- _Work request_:
Report every line below that contains the string "before", copying each such line in full.

- _Data provided_:
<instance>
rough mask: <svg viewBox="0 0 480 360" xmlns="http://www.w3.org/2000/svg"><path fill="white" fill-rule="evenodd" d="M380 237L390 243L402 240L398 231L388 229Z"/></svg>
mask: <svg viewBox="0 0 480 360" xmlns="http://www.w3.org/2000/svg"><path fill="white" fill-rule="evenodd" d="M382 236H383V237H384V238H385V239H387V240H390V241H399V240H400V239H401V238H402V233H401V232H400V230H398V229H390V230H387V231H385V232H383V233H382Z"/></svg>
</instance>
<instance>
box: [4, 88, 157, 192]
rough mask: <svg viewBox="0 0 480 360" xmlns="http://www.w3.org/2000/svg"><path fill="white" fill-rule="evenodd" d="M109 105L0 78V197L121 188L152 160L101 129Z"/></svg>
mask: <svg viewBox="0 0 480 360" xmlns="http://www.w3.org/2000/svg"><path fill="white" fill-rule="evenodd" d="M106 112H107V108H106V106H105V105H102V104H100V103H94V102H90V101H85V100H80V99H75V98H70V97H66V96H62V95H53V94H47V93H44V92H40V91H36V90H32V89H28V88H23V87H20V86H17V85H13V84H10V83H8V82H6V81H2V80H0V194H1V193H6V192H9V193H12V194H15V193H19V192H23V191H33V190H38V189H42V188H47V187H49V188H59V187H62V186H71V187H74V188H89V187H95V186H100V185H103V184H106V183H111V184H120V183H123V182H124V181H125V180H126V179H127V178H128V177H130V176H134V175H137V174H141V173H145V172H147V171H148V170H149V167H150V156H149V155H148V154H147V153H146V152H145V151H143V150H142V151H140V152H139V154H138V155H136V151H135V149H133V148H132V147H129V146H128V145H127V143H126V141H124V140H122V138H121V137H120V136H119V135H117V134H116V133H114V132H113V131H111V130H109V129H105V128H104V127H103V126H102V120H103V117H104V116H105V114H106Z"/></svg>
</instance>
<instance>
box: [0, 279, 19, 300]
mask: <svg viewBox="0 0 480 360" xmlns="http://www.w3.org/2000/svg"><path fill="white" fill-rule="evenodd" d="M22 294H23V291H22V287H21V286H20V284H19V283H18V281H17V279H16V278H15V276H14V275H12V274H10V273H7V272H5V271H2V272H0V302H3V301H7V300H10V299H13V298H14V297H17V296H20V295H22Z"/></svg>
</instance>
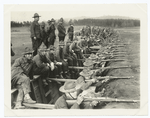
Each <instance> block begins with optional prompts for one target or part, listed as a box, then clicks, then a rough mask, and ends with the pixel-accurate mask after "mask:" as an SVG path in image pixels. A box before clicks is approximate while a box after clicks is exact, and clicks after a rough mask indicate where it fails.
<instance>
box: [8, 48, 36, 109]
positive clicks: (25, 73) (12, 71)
mask: <svg viewBox="0 0 150 118" xmlns="http://www.w3.org/2000/svg"><path fill="white" fill-rule="evenodd" d="M32 67H33V61H32V51H31V50H30V49H29V48H28V47H26V48H25V52H24V53H23V56H22V57H20V58H18V59H16V60H15V63H14V64H13V65H12V68H11V88H12V89H13V88H17V90H18V96H17V100H16V104H15V107H14V109H22V108H25V107H24V106H22V102H26V103H36V101H33V100H32V99H31V97H30V95H29V93H30V92H31V88H30V78H31V79H32V78H33V73H32V72H33V71H32Z"/></svg>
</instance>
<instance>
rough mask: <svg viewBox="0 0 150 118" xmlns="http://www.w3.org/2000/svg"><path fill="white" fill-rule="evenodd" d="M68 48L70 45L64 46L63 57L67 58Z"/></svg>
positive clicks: (68, 47) (68, 50) (67, 54)
mask: <svg viewBox="0 0 150 118" xmlns="http://www.w3.org/2000/svg"><path fill="white" fill-rule="evenodd" d="M69 46H70V44H67V43H66V45H65V47H64V56H65V57H68V56H69V54H70V51H69Z"/></svg>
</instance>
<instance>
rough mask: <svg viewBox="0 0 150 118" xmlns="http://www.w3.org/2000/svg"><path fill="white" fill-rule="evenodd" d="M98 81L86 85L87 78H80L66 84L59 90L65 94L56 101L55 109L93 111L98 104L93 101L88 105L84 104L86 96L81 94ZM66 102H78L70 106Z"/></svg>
mask: <svg viewBox="0 0 150 118" xmlns="http://www.w3.org/2000/svg"><path fill="white" fill-rule="evenodd" d="M96 81H97V80H96V79H94V78H93V79H91V81H90V82H87V83H85V78H84V77H82V76H80V77H79V78H78V79H77V81H76V82H72V81H70V82H69V81H67V82H65V84H64V85H63V86H62V87H60V89H59V90H60V91H61V92H62V93H65V94H63V95H62V96H61V97H60V98H59V99H58V100H57V101H56V103H55V109H93V107H94V106H95V105H97V103H98V102H96V101H92V102H90V103H89V102H88V104H86V103H85V102H83V100H84V95H83V94H81V93H82V91H83V90H86V89H88V88H89V87H90V86H91V85H92V84H93V83H95V82H96ZM76 99H77V100H76ZM66 100H76V102H75V103H74V104H73V105H71V106H69V105H68V103H67V102H66Z"/></svg>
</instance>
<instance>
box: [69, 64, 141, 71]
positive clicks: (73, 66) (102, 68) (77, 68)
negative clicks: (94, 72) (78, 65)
mask: <svg viewBox="0 0 150 118" xmlns="http://www.w3.org/2000/svg"><path fill="white" fill-rule="evenodd" d="M132 67H133V68H135V67H139V65H138V66H130V65H128V66H112V67H111V66H108V67H99V68H94V69H92V70H96V69H97V70H99V69H118V68H132ZM68 68H69V69H81V70H82V69H84V68H85V67H75V66H69V67H68Z"/></svg>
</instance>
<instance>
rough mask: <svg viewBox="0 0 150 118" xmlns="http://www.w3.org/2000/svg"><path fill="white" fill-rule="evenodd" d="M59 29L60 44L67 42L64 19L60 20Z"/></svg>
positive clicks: (59, 38) (59, 21)
mask: <svg viewBox="0 0 150 118" xmlns="http://www.w3.org/2000/svg"><path fill="white" fill-rule="evenodd" d="M57 29H58V32H59V33H58V37H59V42H61V41H64V40H65V36H66V29H65V27H64V25H63V18H61V19H60V20H59V24H58V26H57Z"/></svg>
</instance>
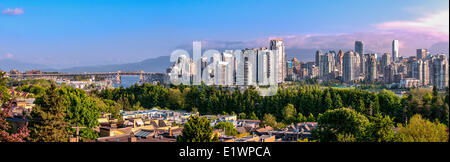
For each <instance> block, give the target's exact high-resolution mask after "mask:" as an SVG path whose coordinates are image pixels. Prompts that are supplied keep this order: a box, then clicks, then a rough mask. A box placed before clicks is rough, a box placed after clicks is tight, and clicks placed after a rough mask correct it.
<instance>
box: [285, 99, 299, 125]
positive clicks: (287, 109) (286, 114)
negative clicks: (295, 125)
mask: <svg viewBox="0 0 450 162" xmlns="http://www.w3.org/2000/svg"><path fill="white" fill-rule="evenodd" d="M296 113H297V110H296V109H295V107H294V105H292V104H288V105H287V106H285V107H284V108H283V110H282V114H283V118H284V121H285V122H287V123H292V122H294V121H295V114H296Z"/></svg>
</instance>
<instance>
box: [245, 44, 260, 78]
mask: <svg viewBox="0 0 450 162" xmlns="http://www.w3.org/2000/svg"><path fill="white" fill-rule="evenodd" d="M243 55H244V61H245V67H244V68H246V67H247V68H250V69H249V70H250V72H249V73H247V74H251V76H250V77H247V78H244V82H245V79H250V81H249V82H247V83H251V84H248V85H253V84H254V83H256V82H257V79H258V73H257V72H258V70H257V68H258V63H257V61H258V60H257V49H245V50H244V54H243ZM245 59H246V60H245ZM244 77H245V76H244Z"/></svg>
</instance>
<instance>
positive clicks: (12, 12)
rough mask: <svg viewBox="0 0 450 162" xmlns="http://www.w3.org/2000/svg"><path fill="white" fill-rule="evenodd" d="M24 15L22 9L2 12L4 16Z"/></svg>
mask: <svg viewBox="0 0 450 162" xmlns="http://www.w3.org/2000/svg"><path fill="white" fill-rule="evenodd" d="M24 13H25V12H24V11H23V8H14V9H10V8H7V9H4V10H3V11H2V14H5V15H22V14H24Z"/></svg>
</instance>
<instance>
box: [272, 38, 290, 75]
mask: <svg viewBox="0 0 450 162" xmlns="http://www.w3.org/2000/svg"><path fill="white" fill-rule="evenodd" d="M284 48H285V47H284V42H283V39H272V40H270V50H276V51H277V53H276V55H277V65H278V67H277V68H278V78H277V79H278V83H282V82H284V80H285V79H286V74H287V73H286V72H287V70H286V53H285V49H284Z"/></svg>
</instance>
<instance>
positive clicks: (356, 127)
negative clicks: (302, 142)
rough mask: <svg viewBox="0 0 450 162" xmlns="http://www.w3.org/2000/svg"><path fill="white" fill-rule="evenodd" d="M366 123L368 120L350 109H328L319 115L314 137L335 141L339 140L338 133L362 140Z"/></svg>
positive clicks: (342, 135)
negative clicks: (324, 112)
mask: <svg viewBox="0 0 450 162" xmlns="http://www.w3.org/2000/svg"><path fill="white" fill-rule="evenodd" d="M368 125H369V120H368V119H367V118H366V117H365V116H364V115H362V114H360V113H358V112H356V111H354V110H352V109H349V108H341V109H335V110H328V111H326V112H325V113H324V114H323V115H322V116H320V117H319V119H318V129H315V132H314V136H315V137H314V138H317V139H319V140H320V141H321V142H337V141H339V140H338V135H340V136H341V137H342V136H346V137H352V138H353V137H354V138H355V139H356V140H357V141H364V140H365V132H366V129H367V127H368ZM346 139H347V138H346Z"/></svg>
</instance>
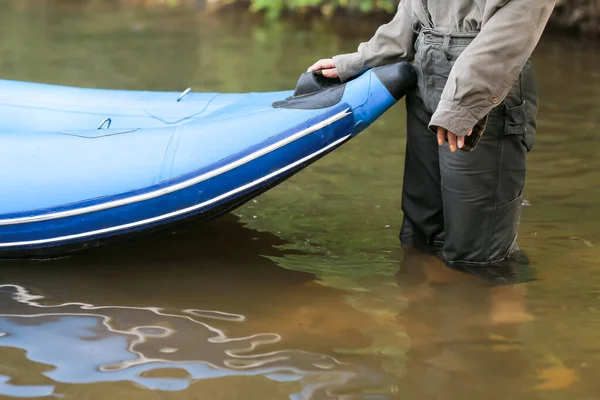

- _Output for this exercise_:
Each <instance> block begins with optional prompts for one target or part, listed as a box, then clicks, then a rough mask, and ends with the pixel-accurate mask after "mask:" as an SVG path in image pixels. A box before clicks is approximate while a box after clicks is exact, and clicks after a rough mask indicate where it fails.
For each <instance> block, give the target's exact high-resolution mask after "mask:" as an SVG path whose coordinates are image pixels. Prompts that are supplied keep this order: a box, then clicks, then a rough mask. A box placed before clicks is rough, a box placed after clicks is tight, and clicks placed after a rough mask correct it.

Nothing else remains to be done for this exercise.